### Directions
Give only the number of lines in these records that contain the word "horse".

### Extracted information
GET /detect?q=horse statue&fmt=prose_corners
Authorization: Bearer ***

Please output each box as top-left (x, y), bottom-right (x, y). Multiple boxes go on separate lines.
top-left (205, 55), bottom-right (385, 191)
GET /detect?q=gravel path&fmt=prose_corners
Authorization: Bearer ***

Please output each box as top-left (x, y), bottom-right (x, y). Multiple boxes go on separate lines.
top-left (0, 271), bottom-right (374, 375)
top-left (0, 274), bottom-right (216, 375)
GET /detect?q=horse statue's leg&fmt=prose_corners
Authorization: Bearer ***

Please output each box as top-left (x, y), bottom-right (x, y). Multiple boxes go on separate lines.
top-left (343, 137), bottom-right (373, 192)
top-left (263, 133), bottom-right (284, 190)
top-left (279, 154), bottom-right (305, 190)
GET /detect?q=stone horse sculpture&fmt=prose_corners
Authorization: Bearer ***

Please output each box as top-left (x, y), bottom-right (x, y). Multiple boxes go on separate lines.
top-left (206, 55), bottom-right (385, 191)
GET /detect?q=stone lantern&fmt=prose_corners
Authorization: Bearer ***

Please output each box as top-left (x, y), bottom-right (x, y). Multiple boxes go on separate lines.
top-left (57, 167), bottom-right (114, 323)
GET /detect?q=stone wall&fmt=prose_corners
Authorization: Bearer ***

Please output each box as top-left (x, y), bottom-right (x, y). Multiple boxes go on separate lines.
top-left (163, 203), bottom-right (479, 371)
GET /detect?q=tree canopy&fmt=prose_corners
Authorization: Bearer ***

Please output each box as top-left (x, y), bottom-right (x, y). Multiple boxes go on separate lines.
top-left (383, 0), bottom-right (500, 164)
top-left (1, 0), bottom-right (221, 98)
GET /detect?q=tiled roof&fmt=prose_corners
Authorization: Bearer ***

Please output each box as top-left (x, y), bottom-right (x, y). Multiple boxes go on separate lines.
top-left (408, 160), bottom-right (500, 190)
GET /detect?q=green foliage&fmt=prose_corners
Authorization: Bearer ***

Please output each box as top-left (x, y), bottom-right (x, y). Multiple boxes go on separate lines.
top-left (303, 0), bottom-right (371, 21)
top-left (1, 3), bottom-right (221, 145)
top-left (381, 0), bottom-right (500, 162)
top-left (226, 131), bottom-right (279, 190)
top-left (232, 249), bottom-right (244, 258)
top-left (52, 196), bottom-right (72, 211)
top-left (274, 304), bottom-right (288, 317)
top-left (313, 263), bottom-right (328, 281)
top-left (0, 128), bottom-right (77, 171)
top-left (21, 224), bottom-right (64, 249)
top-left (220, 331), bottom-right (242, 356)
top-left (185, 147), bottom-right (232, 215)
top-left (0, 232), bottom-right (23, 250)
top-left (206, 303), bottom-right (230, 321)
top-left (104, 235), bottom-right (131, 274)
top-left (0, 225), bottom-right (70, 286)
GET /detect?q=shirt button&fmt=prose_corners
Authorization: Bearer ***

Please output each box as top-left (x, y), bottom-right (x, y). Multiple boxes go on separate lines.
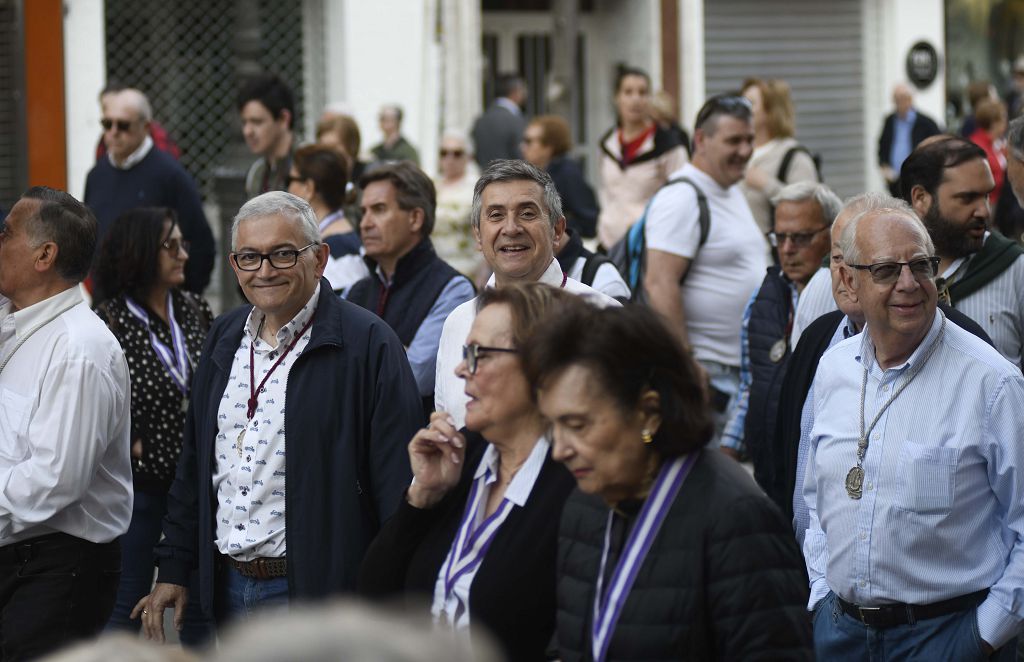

### Response to the exercise
3